== PAGE TEXT ==

Adaptive Path Selection: Real Numbers from 4 Networks
The numbers
Two cross-network test sessions. Four network types. Real measurements, not benchmarks.
| Network | Path | Latency | Notes |
|---|---|---|---|
| Satellite WiFi | DIRECT | 22ms avg | IPv6 QUIC, same LAN |
| Terrestrial WiFi | DIRECT | 7-29ms | Cross-ISP via public IPv6 |
| 5G Cellular (CGNAT) | RELAYED | 112-200ms | Carrier NAT blocks direct |
| 5G Day 2 (hole-punch) | DIRECT | 68-160ms | DCUtR succeeded, 257ms punch |
| Wired Ethernet | FAILED | - | Daemon died on interface change |
Connection time dropped from 45 seconds worst-case to 3-10 seconds typical. Zero packet loss through a live WiFi-to-cellular network switch. One honest failure that we haven’t fixed yet.

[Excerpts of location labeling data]
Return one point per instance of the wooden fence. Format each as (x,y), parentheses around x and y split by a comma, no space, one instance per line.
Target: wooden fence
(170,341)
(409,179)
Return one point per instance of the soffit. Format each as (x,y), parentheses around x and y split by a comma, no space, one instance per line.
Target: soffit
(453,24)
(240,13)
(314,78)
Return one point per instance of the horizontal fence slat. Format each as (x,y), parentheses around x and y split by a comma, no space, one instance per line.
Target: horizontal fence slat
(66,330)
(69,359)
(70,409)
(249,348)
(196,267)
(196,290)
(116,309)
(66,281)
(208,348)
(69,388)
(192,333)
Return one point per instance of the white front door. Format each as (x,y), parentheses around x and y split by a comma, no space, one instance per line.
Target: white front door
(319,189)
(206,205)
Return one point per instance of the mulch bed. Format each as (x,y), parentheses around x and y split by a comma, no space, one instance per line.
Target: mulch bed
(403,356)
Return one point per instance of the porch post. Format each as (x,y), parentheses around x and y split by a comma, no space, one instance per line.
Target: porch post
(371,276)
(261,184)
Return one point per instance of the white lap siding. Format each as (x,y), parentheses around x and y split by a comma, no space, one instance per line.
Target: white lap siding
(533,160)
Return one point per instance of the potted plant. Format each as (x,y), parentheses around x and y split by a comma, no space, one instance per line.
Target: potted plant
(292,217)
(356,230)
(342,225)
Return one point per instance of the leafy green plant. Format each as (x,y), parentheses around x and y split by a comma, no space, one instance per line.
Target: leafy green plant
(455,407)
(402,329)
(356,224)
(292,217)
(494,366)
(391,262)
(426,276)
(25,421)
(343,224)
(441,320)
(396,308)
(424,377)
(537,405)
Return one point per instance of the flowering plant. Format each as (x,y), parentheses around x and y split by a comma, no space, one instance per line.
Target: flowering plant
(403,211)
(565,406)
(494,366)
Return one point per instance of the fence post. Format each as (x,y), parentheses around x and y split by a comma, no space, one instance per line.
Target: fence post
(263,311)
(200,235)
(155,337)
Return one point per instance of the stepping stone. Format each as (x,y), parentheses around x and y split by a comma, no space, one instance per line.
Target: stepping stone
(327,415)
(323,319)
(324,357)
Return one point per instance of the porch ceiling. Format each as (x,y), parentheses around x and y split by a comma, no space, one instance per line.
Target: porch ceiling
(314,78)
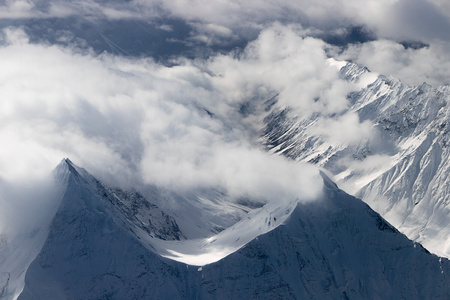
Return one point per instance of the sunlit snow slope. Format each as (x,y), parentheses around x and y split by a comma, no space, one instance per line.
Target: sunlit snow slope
(334,247)
(400,169)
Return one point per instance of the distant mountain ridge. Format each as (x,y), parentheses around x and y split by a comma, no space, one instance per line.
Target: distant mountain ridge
(402,172)
(335,247)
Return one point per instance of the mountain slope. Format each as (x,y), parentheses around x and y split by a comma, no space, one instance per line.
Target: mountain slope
(400,170)
(335,247)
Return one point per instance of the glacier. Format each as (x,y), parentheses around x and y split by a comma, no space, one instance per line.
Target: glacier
(334,247)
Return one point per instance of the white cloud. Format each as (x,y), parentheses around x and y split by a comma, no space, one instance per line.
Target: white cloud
(413,66)
(132,119)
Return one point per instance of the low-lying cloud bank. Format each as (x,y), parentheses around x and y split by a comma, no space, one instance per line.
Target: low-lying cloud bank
(132,121)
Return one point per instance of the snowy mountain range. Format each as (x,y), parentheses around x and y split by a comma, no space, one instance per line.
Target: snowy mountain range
(106,243)
(149,242)
(401,170)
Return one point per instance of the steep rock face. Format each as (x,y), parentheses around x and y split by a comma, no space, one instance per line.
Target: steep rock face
(334,248)
(92,251)
(401,171)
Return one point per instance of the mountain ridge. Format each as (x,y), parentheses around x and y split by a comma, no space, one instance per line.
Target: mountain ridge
(334,247)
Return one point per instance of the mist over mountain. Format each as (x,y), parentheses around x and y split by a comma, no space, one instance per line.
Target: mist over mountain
(206,130)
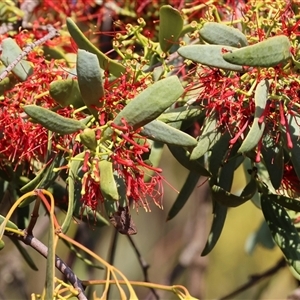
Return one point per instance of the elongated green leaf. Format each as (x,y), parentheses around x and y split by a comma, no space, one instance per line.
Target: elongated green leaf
(75,164)
(209,55)
(53,121)
(183,157)
(268,53)
(283,231)
(10,51)
(221,34)
(161,132)
(170,26)
(183,113)
(151,102)
(257,129)
(230,200)
(184,194)
(82,42)
(219,212)
(90,80)
(43,180)
(218,153)
(273,156)
(209,136)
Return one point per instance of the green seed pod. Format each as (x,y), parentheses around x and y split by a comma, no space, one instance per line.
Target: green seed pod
(10,51)
(66,92)
(170,26)
(221,34)
(82,42)
(88,138)
(53,121)
(268,53)
(108,184)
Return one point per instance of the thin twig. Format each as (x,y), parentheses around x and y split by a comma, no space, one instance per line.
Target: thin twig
(52,33)
(59,263)
(144,265)
(255,278)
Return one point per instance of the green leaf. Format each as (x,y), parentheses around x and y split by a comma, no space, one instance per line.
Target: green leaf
(182,113)
(209,136)
(50,265)
(161,132)
(230,200)
(66,92)
(219,217)
(156,152)
(273,156)
(183,157)
(90,80)
(82,42)
(44,179)
(75,164)
(209,55)
(10,51)
(151,102)
(221,34)
(268,53)
(261,237)
(218,153)
(184,194)
(53,121)
(170,26)
(108,184)
(283,231)
(257,129)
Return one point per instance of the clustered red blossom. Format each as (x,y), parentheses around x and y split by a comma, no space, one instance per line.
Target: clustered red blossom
(229,96)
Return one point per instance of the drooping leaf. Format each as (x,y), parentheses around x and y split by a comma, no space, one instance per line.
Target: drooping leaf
(261,237)
(283,231)
(257,128)
(183,157)
(219,217)
(90,80)
(184,194)
(209,55)
(66,92)
(151,102)
(221,34)
(82,42)
(273,156)
(10,51)
(267,53)
(161,132)
(209,135)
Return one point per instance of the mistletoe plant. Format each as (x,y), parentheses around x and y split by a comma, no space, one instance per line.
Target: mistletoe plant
(228,72)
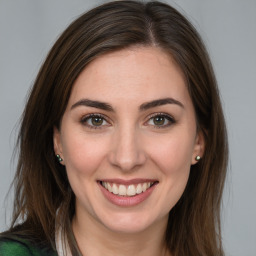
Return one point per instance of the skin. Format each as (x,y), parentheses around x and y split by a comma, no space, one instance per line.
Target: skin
(128,144)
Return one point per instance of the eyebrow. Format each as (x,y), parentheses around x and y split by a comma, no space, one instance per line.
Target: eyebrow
(160,102)
(94,104)
(143,107)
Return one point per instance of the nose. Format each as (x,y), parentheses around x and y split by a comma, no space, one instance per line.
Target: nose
(127,152)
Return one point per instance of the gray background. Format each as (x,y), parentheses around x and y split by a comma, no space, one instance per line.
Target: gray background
(28,29)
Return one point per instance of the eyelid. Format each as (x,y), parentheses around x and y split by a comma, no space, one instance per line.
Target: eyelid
(170,118)
(91,115)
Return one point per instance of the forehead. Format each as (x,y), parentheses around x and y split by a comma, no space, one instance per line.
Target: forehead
(142,73)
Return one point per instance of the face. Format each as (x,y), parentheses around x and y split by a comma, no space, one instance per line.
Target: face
(128,138)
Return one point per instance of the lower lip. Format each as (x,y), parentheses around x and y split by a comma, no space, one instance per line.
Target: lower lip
(126,201)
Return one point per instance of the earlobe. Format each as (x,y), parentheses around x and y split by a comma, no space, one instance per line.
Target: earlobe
(198,148)
(57,145)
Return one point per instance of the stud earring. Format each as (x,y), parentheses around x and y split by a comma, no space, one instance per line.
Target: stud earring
(59,158)
(197,158)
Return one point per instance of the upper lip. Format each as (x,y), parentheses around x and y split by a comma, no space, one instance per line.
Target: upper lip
(127,182)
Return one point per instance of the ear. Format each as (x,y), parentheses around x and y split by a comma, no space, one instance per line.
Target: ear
(57,143)
(199,147)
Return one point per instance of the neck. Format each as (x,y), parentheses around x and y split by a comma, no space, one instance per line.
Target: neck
(94,239)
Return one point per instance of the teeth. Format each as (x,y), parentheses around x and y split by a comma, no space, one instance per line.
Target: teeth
(130,190)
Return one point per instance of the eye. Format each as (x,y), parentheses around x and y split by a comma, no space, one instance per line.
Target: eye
(161,120)
(94,121)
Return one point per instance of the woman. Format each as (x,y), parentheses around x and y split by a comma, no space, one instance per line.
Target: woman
(123,146)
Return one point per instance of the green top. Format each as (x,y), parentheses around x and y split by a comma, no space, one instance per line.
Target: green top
(15,246)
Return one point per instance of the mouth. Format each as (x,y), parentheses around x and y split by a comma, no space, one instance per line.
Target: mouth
(127,190)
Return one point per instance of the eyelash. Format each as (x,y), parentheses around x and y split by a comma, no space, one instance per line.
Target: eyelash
(85,119)
(167,117)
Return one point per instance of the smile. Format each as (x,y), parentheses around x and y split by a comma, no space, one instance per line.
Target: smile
(127,190)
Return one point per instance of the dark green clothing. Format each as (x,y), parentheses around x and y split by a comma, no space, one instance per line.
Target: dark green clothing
(15,246)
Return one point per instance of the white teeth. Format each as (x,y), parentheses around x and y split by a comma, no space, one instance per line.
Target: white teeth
(109,188)
(122,190)
(144,187)
(130,190)
(139,189)
(115,189)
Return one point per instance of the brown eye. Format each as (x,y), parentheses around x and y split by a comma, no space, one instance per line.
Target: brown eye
(94,121)
(97,121)
(161,120)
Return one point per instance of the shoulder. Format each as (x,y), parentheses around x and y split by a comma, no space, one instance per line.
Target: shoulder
(14,245)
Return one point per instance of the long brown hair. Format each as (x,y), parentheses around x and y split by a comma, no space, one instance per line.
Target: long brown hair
(41,184)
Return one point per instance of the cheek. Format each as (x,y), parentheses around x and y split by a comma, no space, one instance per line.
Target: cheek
(83,154)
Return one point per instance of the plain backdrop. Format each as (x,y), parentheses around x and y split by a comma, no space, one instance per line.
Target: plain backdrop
(28,28)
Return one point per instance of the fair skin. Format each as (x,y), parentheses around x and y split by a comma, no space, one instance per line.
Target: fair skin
(144,135)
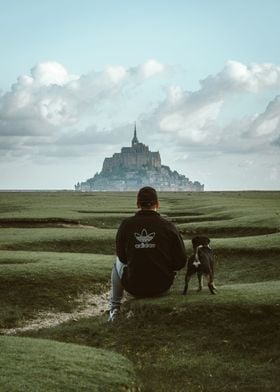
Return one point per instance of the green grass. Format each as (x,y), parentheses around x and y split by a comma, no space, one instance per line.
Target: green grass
(198,342)
(36,281)
(225,342)
(34,365)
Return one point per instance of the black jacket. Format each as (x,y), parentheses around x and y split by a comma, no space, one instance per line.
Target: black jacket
(152,249)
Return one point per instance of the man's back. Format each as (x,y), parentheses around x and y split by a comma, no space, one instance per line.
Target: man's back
(152,250)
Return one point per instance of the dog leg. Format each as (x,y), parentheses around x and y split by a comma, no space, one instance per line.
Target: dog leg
(187,279)
(200,281)
(211,285)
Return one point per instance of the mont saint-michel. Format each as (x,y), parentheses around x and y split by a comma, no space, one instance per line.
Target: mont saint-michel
(134,167)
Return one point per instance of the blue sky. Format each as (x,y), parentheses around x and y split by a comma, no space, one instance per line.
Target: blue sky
(201,78)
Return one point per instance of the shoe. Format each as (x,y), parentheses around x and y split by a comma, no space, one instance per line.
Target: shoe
(113,314)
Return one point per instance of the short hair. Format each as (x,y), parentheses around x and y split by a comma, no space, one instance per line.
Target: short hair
(147,196)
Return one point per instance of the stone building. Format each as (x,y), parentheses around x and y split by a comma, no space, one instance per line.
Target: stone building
(134,167)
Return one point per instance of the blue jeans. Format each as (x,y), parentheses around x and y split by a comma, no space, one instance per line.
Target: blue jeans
(117,289)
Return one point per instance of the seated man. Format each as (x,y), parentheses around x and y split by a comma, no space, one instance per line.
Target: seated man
(149,251)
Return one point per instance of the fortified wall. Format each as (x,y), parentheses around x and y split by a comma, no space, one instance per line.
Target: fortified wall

== TASKS TO COMPLETE ==
• A. Answer these from the adaptive path selection text:
(i) What latency range does it give for terrestrial WiFi?
(ii) What caused the wired Ethernet test to fail?
(iii) What is the typical connection time now?
• B. Continue the adaptive path selection text from its final sentence.

== RESPONSES IN ORDER ==
• A.
(i) 7-29ms
(ii) The daemon died on interface change.
(iii) 3-10 seconds

• B.
What we tested
Four network types, two machines, one relay:
- Network A (Satellite WiFi): Consumer satellite internet with stock router. Both peers on the same LAN. Full IPv6 with ULA addresses.
- Network B (Terrestrial WiFi): Standard ISP with enterprise access points. Different ISP from Network A. Public IPv6 available.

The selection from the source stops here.